- Work instructions
Extract each line of the entries below that contains the word "cloudy", and copy those lines in their original order.
───── Given entries ─────
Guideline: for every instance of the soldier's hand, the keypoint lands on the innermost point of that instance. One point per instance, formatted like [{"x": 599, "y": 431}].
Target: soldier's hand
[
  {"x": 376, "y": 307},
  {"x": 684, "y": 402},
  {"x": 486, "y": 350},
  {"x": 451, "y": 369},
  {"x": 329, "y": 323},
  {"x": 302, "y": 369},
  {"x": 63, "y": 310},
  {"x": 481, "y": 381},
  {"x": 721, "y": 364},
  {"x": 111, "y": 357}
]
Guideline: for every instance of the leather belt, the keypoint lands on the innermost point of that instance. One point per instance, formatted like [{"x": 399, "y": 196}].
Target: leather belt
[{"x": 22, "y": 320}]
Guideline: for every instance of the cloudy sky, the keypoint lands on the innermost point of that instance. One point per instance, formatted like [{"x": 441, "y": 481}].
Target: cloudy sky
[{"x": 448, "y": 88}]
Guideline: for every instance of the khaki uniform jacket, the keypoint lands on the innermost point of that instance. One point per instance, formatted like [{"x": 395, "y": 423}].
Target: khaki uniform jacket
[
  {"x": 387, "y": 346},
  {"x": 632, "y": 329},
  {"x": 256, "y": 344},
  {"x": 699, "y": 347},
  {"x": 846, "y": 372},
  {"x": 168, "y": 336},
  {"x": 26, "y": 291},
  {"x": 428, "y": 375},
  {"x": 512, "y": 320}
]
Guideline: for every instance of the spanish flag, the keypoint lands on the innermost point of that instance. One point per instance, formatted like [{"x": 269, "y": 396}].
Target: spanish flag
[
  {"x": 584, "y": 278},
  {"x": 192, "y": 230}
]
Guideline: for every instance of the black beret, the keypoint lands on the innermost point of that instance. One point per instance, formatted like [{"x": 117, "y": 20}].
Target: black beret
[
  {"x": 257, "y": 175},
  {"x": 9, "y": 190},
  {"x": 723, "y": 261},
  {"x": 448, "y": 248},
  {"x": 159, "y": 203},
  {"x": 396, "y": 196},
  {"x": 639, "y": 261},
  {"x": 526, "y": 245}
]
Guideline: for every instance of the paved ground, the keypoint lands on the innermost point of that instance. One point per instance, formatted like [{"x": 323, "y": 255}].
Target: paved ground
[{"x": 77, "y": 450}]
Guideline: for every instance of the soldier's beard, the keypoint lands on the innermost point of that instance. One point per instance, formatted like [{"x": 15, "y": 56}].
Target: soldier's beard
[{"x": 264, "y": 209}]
─────
───── Given entries ─────
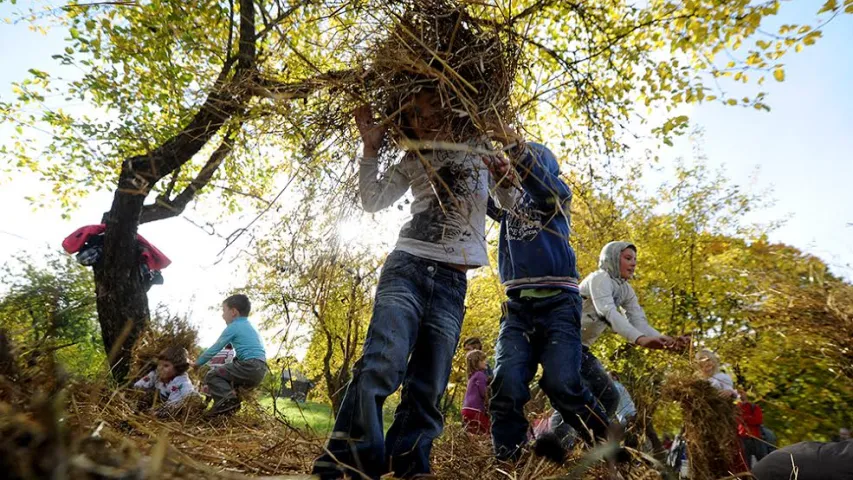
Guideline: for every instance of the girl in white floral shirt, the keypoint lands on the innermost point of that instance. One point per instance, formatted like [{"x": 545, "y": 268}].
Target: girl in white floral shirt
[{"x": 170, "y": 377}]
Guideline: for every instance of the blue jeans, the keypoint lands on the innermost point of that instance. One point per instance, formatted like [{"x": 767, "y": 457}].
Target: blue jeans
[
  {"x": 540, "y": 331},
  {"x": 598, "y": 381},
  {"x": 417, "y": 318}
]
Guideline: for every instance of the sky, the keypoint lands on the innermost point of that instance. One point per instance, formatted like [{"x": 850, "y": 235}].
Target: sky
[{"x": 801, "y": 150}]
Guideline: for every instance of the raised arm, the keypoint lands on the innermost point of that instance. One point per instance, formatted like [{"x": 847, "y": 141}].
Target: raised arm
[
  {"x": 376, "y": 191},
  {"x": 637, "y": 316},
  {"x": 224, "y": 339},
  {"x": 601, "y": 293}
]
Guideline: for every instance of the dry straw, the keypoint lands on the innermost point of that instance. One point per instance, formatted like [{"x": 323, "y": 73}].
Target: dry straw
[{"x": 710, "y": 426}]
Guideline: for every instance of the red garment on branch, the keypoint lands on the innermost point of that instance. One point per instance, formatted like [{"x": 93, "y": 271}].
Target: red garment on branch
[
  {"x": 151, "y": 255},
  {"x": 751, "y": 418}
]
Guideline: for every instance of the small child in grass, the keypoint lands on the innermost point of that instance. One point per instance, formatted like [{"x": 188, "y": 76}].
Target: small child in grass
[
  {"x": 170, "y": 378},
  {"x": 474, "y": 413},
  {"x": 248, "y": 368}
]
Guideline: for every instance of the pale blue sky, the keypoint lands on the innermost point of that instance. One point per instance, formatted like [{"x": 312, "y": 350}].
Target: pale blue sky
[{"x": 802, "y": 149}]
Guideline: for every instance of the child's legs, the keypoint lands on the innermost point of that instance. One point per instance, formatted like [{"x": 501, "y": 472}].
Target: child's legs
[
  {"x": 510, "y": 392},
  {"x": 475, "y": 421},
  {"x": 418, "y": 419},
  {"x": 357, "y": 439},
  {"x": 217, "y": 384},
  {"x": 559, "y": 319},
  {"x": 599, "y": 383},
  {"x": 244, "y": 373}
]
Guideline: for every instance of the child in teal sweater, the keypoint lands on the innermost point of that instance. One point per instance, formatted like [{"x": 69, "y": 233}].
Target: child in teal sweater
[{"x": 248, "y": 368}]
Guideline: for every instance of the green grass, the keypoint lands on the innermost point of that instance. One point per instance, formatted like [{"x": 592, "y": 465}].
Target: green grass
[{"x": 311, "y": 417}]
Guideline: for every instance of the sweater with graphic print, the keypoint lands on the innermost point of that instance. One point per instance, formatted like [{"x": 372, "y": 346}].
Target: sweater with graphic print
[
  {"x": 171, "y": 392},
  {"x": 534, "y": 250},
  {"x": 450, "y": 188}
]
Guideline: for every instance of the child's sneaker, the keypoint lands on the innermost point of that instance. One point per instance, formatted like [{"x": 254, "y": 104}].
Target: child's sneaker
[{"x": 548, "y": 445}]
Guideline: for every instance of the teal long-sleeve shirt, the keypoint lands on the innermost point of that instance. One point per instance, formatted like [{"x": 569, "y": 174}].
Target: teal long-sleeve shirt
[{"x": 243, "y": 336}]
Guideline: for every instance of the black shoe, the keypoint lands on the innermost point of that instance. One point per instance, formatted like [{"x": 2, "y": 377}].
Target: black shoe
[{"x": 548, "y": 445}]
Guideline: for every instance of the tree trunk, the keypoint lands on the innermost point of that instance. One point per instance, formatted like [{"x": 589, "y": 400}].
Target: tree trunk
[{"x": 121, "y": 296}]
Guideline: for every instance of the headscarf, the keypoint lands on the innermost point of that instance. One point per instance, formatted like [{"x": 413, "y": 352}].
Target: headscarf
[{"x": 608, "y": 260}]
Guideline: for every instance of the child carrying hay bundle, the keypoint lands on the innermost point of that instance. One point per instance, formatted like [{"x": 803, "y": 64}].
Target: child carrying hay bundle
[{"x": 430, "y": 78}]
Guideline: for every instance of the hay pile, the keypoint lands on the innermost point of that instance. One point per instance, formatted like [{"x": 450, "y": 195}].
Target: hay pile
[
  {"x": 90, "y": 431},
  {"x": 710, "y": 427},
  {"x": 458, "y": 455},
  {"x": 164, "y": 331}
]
─────
───── Given entries ─────
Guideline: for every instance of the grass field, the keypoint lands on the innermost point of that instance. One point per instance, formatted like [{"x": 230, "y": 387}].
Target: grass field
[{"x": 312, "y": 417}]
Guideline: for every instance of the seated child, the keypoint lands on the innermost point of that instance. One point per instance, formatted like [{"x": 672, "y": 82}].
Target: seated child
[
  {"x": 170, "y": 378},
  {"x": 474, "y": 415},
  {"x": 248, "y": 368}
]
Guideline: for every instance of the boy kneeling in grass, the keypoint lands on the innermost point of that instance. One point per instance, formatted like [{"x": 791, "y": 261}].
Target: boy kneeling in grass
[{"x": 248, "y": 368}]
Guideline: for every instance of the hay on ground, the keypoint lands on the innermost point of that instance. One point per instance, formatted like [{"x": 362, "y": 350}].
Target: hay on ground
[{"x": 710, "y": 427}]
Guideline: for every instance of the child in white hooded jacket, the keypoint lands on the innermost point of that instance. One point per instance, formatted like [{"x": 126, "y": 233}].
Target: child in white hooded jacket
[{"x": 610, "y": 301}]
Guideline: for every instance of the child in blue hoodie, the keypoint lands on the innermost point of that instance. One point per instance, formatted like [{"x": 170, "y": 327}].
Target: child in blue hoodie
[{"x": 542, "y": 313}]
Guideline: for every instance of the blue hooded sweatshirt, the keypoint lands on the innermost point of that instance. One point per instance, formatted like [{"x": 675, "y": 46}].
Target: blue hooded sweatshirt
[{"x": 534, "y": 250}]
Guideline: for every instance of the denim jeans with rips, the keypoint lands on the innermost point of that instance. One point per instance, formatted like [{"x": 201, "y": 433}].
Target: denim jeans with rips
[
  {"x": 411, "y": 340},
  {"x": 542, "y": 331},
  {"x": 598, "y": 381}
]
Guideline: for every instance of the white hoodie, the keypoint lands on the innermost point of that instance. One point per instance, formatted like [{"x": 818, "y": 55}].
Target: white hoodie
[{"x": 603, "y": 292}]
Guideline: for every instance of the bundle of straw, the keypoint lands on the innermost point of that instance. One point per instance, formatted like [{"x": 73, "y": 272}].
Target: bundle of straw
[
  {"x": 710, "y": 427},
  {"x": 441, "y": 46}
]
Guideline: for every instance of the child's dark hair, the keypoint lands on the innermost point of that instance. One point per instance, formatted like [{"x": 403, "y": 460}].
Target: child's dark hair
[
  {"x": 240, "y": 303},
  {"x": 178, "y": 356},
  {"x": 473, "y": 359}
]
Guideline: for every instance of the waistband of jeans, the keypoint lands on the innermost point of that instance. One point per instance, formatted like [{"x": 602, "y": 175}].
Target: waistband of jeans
─────
- Full answer
Guideline: for every instance of the cloudy sky, the keypoint lands on the innermost point of that instance. One point per instance, formatted like [{"x": 441, "y": 481}].
Target: cloudy sky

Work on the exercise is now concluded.